[Items from a data source]
##############################
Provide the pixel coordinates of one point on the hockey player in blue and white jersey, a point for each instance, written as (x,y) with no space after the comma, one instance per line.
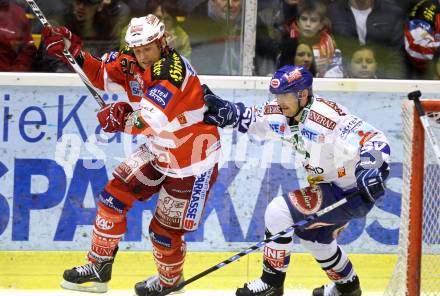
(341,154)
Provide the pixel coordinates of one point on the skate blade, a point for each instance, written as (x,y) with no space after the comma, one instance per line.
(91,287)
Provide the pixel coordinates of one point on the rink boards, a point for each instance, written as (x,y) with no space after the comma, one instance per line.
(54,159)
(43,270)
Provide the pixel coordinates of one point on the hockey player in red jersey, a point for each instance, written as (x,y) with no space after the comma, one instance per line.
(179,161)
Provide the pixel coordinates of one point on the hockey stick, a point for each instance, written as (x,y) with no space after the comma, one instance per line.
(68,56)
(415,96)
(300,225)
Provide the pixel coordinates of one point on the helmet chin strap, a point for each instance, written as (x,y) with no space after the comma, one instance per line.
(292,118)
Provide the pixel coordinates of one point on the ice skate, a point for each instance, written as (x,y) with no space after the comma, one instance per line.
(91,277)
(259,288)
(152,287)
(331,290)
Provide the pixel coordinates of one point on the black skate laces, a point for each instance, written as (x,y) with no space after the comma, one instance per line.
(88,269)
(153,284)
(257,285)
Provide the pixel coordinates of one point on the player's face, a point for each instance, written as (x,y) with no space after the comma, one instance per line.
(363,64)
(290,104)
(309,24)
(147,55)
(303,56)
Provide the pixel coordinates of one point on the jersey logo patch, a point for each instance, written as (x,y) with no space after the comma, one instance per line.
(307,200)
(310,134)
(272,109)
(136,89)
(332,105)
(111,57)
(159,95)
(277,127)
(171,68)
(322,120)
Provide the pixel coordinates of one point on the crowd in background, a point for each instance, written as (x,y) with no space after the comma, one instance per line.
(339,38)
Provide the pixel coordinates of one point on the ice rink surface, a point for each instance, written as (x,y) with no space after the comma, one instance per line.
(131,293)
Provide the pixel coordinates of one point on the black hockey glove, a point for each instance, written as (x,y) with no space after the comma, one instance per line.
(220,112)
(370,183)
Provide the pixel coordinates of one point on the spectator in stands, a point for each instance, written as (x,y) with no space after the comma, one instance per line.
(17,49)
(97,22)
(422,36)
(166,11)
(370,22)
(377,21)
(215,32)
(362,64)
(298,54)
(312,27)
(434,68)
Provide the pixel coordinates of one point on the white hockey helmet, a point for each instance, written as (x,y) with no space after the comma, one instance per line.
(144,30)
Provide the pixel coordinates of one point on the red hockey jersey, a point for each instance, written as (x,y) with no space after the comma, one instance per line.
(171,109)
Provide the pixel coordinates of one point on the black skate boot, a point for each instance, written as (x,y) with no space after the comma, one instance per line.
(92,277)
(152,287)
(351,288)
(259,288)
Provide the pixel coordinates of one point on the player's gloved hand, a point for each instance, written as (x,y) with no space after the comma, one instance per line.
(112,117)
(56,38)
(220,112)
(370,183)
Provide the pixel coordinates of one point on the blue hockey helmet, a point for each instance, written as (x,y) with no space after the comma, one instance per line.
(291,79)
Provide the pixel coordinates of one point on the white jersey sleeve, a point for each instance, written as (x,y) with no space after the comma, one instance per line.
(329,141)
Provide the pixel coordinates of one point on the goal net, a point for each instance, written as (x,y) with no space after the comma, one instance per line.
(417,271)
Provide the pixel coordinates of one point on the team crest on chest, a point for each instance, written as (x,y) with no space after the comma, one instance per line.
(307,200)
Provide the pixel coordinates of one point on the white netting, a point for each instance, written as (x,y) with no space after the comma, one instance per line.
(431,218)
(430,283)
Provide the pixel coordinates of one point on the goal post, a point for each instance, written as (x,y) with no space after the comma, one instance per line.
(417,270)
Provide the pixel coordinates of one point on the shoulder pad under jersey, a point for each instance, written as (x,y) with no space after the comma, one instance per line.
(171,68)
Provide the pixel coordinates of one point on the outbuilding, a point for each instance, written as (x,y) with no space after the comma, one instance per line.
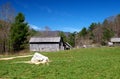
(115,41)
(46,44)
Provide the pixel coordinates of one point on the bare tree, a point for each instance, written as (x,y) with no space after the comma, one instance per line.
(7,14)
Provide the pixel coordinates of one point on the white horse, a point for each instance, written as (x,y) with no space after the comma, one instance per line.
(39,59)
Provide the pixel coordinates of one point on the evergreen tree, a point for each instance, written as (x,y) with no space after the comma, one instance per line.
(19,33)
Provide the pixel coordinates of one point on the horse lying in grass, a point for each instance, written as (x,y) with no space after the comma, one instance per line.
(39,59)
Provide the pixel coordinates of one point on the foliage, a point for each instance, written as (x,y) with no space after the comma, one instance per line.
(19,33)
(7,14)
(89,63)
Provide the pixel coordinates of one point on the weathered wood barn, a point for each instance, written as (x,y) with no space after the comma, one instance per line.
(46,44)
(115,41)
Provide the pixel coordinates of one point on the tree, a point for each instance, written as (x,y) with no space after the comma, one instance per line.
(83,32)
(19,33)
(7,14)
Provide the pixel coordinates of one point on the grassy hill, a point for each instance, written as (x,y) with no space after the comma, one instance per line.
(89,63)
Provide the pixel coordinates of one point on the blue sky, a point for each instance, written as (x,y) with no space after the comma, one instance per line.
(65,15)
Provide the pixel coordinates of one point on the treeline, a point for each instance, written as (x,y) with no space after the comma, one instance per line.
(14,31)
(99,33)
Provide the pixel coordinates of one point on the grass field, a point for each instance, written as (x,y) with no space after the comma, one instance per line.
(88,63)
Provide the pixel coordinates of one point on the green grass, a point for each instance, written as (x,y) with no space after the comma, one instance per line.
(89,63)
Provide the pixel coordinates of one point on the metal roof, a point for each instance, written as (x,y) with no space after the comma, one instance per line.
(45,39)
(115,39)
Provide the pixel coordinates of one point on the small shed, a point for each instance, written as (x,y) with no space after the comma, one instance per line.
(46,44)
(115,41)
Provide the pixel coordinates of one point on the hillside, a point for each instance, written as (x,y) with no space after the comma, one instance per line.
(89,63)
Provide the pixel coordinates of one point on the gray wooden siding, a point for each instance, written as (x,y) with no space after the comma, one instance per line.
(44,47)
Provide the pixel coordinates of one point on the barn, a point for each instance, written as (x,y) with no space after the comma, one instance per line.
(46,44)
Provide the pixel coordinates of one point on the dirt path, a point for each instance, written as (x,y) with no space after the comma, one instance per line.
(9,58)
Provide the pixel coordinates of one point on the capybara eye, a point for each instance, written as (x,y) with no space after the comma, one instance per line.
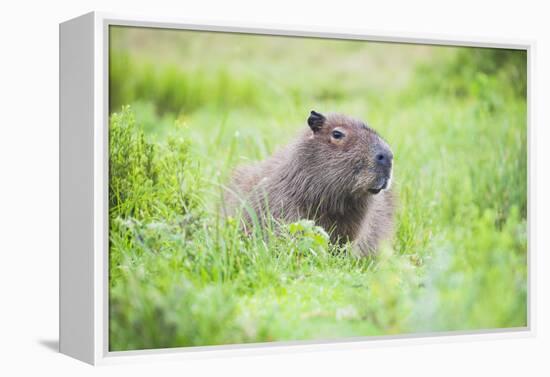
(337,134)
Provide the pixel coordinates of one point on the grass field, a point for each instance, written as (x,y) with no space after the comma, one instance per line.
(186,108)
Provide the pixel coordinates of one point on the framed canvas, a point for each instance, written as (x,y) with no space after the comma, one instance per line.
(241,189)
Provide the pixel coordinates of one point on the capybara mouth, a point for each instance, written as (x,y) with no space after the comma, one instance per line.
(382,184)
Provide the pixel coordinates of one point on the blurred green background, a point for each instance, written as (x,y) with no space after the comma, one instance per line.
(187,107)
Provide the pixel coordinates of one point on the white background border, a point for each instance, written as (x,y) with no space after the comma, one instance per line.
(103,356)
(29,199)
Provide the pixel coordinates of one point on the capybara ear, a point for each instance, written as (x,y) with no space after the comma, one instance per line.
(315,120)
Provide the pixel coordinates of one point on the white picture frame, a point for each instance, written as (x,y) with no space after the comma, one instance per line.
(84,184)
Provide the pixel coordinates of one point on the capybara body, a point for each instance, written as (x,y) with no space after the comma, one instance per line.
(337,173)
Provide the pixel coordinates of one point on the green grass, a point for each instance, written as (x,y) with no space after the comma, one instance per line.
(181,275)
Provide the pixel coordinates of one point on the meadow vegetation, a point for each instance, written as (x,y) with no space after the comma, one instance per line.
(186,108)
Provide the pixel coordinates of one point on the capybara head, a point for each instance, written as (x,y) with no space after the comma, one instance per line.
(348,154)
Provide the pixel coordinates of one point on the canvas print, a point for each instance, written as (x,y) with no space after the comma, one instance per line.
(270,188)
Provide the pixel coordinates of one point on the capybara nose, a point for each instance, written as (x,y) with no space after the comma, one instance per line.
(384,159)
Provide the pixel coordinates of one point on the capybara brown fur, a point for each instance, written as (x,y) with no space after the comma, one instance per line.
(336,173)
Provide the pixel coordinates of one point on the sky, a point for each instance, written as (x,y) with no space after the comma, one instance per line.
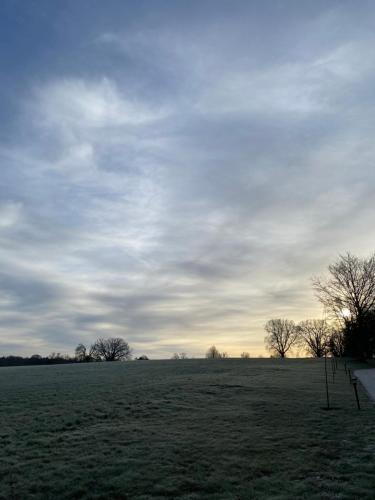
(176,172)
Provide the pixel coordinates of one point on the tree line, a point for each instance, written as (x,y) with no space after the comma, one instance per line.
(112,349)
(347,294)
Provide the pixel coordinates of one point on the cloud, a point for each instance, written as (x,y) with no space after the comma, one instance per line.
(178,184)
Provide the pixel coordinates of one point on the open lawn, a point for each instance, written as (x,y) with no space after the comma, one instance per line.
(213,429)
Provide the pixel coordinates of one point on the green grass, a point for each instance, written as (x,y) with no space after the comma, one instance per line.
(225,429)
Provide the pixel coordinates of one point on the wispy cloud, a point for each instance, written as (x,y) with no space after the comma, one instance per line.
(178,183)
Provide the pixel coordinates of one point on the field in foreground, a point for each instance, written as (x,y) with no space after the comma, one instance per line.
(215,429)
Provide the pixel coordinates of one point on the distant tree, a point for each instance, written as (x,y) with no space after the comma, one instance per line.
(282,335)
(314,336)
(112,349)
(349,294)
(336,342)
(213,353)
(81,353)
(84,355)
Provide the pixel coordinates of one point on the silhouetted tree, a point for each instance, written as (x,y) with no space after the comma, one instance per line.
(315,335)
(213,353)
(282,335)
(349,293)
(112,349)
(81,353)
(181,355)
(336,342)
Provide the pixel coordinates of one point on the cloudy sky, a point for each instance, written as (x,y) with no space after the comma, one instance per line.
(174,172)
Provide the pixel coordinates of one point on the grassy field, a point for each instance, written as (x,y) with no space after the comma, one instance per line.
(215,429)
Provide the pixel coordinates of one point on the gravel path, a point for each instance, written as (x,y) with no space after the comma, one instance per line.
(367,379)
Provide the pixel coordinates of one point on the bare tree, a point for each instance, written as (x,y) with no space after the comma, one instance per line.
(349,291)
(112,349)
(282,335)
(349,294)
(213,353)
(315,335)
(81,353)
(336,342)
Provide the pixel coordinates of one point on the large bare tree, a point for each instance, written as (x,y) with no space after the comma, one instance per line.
##############################
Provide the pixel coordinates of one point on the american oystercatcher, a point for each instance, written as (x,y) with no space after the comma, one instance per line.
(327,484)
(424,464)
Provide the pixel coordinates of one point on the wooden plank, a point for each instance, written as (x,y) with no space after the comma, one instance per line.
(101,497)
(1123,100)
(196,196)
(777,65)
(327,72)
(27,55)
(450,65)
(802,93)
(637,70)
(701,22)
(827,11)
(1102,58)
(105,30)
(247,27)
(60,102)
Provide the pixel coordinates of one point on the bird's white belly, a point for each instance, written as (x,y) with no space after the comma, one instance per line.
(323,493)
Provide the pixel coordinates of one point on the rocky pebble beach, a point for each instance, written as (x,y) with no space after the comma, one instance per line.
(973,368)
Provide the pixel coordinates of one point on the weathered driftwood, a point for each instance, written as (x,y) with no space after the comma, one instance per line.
##############################
Work to complete |
What do the lines above say from the one containing "Provide the pixel coordinates of one point on the bird's" down to the one containing "weathered driftwood, a"? Return them exactly, both end lines included, and only them.

Exercise result |
Provide the pixel coordinates of one point on the bird's white belly, a point for each instance, written as (x,y) with no space after the comma, one instance per line.
(323,493)
Provide the pixel coordinates of one point on the rocky pebble beach, a point for each instance, written as (x,y) with no space after the comma, one instance per line.
(973,368)
Provide the pixel coordinates of one point on the weathered driftwood, a point for each instance, written as (x,y) with no space after the comma, one instance per line.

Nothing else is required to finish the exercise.